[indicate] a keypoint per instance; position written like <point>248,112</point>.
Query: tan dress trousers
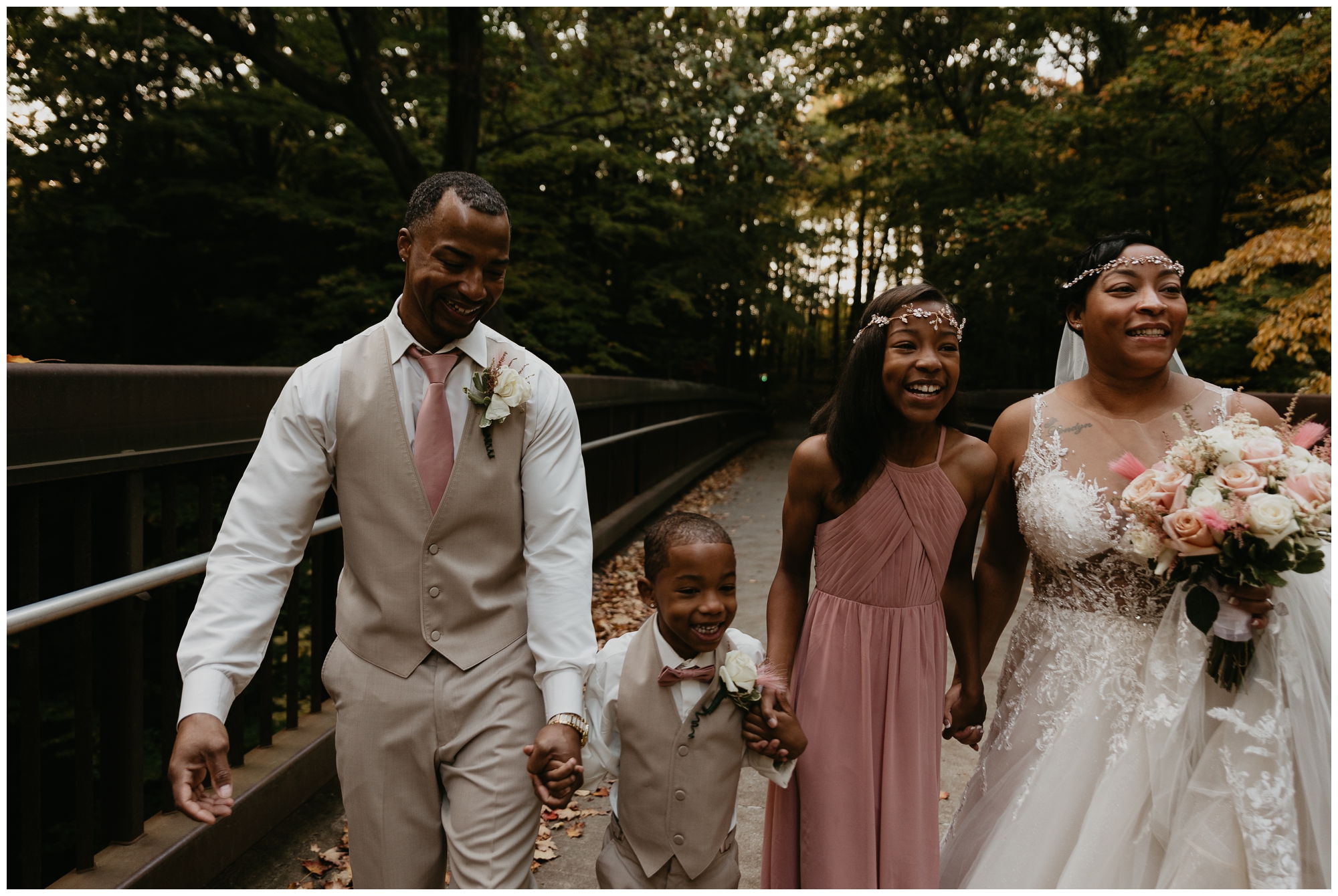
<point>619,869</point>
<point>432,770</point>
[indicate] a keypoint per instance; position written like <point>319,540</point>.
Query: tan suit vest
<point>676,786</point>
<point>397,553</point>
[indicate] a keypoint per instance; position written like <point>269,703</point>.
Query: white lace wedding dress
<point>1114,760</point>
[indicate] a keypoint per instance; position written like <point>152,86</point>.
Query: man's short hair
<point>680,529</point>
<point>470,189</point>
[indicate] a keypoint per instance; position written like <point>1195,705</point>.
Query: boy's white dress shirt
<point>604,751</point>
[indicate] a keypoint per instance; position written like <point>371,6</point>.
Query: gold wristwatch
<point>575,721</point>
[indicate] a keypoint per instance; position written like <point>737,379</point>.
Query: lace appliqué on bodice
<point>1095,604</point>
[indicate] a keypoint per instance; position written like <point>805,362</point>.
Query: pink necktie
<point>694,673</point>
<point>434,439</point>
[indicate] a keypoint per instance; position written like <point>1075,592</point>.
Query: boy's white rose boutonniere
<point>500,390</point>
<point>742,681</point>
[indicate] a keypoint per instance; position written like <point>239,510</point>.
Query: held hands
<point>555,764</point>
<point>773,730</point>
<point>201,747</point>
<point>1254,601</point>
<point>964,713</point>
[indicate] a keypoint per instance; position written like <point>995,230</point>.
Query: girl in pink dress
<point>890,499</point>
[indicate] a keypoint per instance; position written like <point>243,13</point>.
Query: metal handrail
<point>68,605</point>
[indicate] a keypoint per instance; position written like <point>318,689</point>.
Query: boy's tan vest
<point>676,794</point>
<point>397,554</point>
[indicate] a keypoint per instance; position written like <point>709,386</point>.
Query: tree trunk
<point>857,310</point>
<point>461,148</point>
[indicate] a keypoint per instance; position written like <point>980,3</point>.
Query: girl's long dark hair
<point>858,417</point>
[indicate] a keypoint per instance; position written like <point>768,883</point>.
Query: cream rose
<point>1145,542</point>
<point>510,391</point>
<point>1272,517</point>
<point>739,673</point>
<point>1312,489</point>
<point>1225,443</point>
<point>1241,478</point>
<point>1206,495</point>
<point>1262,451</point>
<point>1167,483</point>
<point>1190,536</point>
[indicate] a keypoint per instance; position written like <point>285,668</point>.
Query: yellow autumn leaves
<point>1300,324</point>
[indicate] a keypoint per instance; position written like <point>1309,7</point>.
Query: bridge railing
<point>118,478</point>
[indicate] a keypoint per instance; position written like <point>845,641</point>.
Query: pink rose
<point>1241,478</point>
<point>1311,490</point>
<point>1139,491</point>
<point>1262,451</point>
<point>1167,485</point>
<point>1190,534</point>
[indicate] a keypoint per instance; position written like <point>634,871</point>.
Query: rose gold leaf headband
<point>1145,260</point>
<point>905,318</point>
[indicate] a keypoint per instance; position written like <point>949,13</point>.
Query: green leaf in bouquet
<point>1201,606</point>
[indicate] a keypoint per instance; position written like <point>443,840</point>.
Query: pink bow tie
<point>698,673</point>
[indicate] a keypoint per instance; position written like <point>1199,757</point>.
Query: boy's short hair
<point>680,529</point>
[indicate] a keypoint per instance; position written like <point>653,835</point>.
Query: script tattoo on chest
<point>1052,427</point>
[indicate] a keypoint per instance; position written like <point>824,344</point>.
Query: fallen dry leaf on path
<point>318,866</point>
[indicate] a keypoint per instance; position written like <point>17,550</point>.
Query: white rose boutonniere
<point>742,681</point>
<point>739,673</point>
<point>500,390</point>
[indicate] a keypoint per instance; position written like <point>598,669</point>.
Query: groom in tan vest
<point>464,610</point>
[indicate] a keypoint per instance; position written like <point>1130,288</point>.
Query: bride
<point>1114,760</point>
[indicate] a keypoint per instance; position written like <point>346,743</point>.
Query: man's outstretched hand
<point>555,764</point>
<point>201,747</point>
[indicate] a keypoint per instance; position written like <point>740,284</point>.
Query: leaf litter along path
<point>615,609</point>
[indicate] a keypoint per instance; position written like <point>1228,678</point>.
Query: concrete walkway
<point>753,516</point>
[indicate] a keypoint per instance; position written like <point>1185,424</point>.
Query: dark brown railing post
<point>318,655</point>
<point>266,695</point>
<point>86,827</point>
<point>124,717</point>
<point>30,705</point>
<point>291,628</point>
<point>168,637</point>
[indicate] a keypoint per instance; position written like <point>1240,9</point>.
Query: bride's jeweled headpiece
<point>944,318</point>
<point>1143,260</point>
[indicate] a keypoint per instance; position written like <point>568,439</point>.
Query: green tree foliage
<point>696,193</point>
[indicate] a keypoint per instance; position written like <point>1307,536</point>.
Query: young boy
<point>678,768</point>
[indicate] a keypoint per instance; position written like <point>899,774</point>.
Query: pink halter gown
<point>862,808</point>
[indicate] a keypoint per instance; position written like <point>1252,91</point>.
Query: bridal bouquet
<point>1234,505</point>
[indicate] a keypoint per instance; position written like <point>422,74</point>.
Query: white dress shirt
<point>603,754</point>
<point>276,502</point>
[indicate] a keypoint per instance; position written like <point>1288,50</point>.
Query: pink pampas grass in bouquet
<point>1129,466</point>
<point>1309,434</point>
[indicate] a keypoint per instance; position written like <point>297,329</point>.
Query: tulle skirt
<point>1115,762</point>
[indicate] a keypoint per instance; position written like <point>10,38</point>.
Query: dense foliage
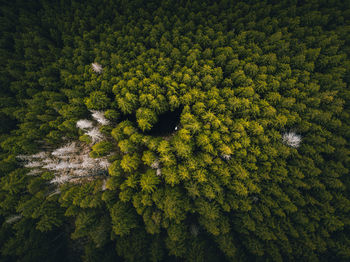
<point>255,164</point>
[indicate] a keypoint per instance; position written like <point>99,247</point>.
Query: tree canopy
<point>175,130</point>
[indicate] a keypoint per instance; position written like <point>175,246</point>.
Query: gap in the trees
<point>130,117</point>
<point>166,124</point>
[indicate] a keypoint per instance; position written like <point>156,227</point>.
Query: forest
<point>196,131</point>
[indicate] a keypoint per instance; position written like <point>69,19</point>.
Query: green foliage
<point>220,186</point>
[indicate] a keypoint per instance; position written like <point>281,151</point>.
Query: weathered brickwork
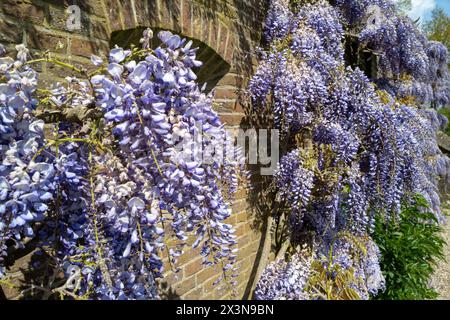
<point>232,28</point>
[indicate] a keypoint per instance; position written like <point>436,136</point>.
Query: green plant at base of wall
<point>410,248</point>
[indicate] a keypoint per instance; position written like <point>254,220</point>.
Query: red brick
<point>193,267</point>
<point>24,11</point>
<point>232,118</point>
<point>186,17</point>
<point>226,93</point>
<point>184,286</point>
<point>195,294</point>
<point>113,10</point>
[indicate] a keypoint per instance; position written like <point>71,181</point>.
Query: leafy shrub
<point>409,251</point>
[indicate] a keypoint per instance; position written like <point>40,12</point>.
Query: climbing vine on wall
<point>356,147</point>
<point>104,190</point>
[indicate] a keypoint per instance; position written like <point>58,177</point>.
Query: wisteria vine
<point>118,174</point>
<point>358,146</point>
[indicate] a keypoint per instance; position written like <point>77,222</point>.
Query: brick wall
<point>232,28</point>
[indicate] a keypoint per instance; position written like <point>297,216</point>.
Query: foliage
<point>438,28</point>
<point>102,195</point>
<point>410,248</point>
<point>354,148</point>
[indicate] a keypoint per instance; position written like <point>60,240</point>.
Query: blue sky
<point>422,8</point>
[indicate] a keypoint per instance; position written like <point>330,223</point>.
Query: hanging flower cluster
<point>409,64</point>
<point>357,150</point>
<point>108,190</point>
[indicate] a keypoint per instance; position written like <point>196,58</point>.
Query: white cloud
<point>421,8</point>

> [INSTRUCTION]: Reproduce the stretch of the listing from the line containing "written like <point>285,668</point>." through the line containing "<point>615,609</point>", shifting every answer point by adding 78 to both its x and y coordinates. Keep all other lines unchanged.

> [RESULT OF THIS TASK]:
[indicate] a keypoint per instance; position written like <point>285,668</point>.
Query: yellow autumn leaves
<point>1378,402</point>
[indicate] a keypoint per instance; position written like <point>1309,7</point>.
Query: bridge railing
<point>196,556</point>
[indicate] a keypoint per instance; position written like <point>845,641</point>.
Query: pink rose
<point>1319,556</point>
<point>1389,568</point>
<point>1217,569</point>
<point>1340,529</point>
<point>1245,563</point>
<point>1268,612</point>
[indicate] a keypoint per instance; position written like <point>634,871</point>.
Query: rose gold leaf headband
<point>1223,338</point>
<point>983,396</point>
[indicate] a keypoint per instance; position written like <point>949,13</point>.
Query: green leaf in bouquet
<point>1279,684</point>
[indicate] a keypoint per instance; position written like <point>443,840</point>.
Query: pink bow tie
<point>776,751</point>
[indicate] a keypoint per instance; position written like <point>1199,757</point>.
Query: boy's short hair
<point>758,607</point>
[indicate] a keypoint per instance; position written like <point>653,835</point>.
Query: script tattoo on chest
<point>1130,505</point>
[indicate] a keypoint per instance; position written like <point>824,344</point>.
Query: fallen dry leaf on path
<point>396,944</point>
[indicate] a keypoint per instance; position written like <point>17,550</point>.
Query: white rose boutonniere
<point>820,759</point>
<point>817,751</point>
<point>578,468</point>
[indicate] a keypoint per instance; position written like <point>598,669</point>.
Query: groom in tan vest
<point>542,688</point>
[indicate] a keypoint per instance; position written like <point>1130,288</point>.
Query: bride
<point>1192,838</point>
[indicate] a keypoint per instance; position written like <point>346,743</point>.
Query: man's outstretched hand
<point>633,842</point>
<point>279,825</point>
[indicate] a keypoint per instance; position written like <point>740,284</point>.
Query: leaf litter along path
<point>693,687</point>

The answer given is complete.